| RECORDS PROVIDED |
============

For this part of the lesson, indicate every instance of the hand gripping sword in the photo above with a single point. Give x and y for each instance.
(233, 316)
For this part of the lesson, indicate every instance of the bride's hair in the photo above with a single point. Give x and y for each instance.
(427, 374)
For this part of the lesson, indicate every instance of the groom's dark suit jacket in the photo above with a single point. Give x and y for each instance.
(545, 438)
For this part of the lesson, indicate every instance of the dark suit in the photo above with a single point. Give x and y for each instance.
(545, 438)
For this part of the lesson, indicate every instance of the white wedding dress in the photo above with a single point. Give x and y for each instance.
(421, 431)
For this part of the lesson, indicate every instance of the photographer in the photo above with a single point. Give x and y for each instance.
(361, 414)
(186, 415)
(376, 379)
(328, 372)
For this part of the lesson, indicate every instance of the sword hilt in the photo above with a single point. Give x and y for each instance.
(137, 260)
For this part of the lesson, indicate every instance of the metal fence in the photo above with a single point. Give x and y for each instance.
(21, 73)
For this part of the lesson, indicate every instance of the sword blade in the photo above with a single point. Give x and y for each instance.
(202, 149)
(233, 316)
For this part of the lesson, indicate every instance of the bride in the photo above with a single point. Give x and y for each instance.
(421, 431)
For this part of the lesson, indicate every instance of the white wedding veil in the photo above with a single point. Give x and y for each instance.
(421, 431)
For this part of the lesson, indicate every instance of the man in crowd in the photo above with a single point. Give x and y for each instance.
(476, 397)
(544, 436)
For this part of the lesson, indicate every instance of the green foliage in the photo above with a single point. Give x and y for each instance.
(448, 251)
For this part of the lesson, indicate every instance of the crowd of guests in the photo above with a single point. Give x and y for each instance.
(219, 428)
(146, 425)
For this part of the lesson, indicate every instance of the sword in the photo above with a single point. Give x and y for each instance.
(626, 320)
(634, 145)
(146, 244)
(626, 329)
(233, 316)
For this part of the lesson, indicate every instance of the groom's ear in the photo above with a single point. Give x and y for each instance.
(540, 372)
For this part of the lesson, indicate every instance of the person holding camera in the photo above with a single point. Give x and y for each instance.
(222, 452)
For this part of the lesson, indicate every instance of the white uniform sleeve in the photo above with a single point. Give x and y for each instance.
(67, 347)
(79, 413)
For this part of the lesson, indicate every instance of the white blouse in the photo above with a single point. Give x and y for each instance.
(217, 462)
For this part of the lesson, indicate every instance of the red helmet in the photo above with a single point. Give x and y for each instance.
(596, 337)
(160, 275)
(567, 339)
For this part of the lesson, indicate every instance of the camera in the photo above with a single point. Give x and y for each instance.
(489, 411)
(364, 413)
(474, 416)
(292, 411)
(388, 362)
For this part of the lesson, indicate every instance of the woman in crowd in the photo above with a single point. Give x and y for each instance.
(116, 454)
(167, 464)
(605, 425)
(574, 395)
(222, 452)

============

| WHAT YOU SHOULD DO |
Output the entire listing exactly as it appears above.

| RESPONSE AREA |
For this part of the lesson, indicate every instance of the hand gripping sword in the photo above with a single point. Give x and y for each instance.
(233, 316)
For this part of the lesson, indicate every instance of the bride's hair in the photo above with a single point. Give x and y for each instance.
(427, 374)
For this part of the lesson, indicate every instance of the groom's dark suit jacket in the photo above with a single point. Give x and y for each instance.
(545, 438)
For this part of the lesson, indicate every instance of the dark suit in the photo above with a single point. Give x and y for each instance.
(545, 438)
For this part of the lesson, indicate every instance of the white wedding dress in the photo above with a single point. Give x and y for each instance.
(421, 431)
For this part of the lesson, indicate every instance of the photographer in the photo above with a single point. Give x and y for each instance.
(361, 414)
(186, 415)
(376, 379)
(328, 372)
For this part of the lesson, indicate every instance of the sword hilt in the photo above with a single point. Give x and y for each instance.
(137, 260)
For this part of the lesson, indicate every instance of the metal fence in the photo above with a single point. Give x and y for each instance.
(21, 73)
For this part of the lesson, indicate every instance of the sword blade in the photo above with a single point. Give x and y for each instance.
(202, 149)
(233, 316)
For this part of the lesson, indicate every instance of the bride in the photo above with a single point. Give x and y for each instance.
(421, 431)
For this part of the lesson, indicate every instance of the white wedding veil in the photo above with a single point. Give x and y for each instance.
(421, 431)
For this part of the lesson, indicate every instance of the man in crowd in the photo above with a single point. Give x and y for each instance.
(476, 397)
(544, 436)
For this part of the lesson, indicate every instance of the green foliage in the photo above with a single point. Give x and y for each instance.
(448, 251)
For this part of the lesson, indicate every instance of the crowd of guests in the photo above with a single point. Give x and y for each instance.
(219, 428)
(146, 425)
For this part of the lesson, indicate every instance of the sword in the photo above with a single point. Give x and y for each instance.
(626, 320)
(634, 145)
(146, 244)
(626, 329)
(233, 316)
For this part of the lesson, indicate every instance of the groom's ear in the photo above with a single point. Give x and y for each instance.
(540, 372)
For this part of the lesson, indicate every instance of the person holding camera in the photo above with a single point. Give x and y for each instance.
(222, 452)
For this part of the lesson, indicate every instance of the white uniform sleeve in the photo above with a single point. Give x and y for each instance.
(67, 347)
(79, 413)
For this part of the lesson, indicate every instance of the white blouse in the photo above with a single point. Give x and y for each instance.
(217, 462)
For this part of the lesson, indicate every instance of the red helmet in the photo above with a single point. Give x and y for each instance.
(596, 337)
(160, 275)
(567, 339)
For this part of the lesson, indicate every instance of the camera in the photo above with a single point. Give x and y for each instance.
(489, 411)
(364, 413)
(474, 416)
(292, 411)
(388, 362)
For this part of the lesson, indicate every instance of the woman in crowd in the photo above with a single point. Give x and y for each instance.
(116, 454)
(167, 464)
(605, 425)
(574, 395)
(222, 452)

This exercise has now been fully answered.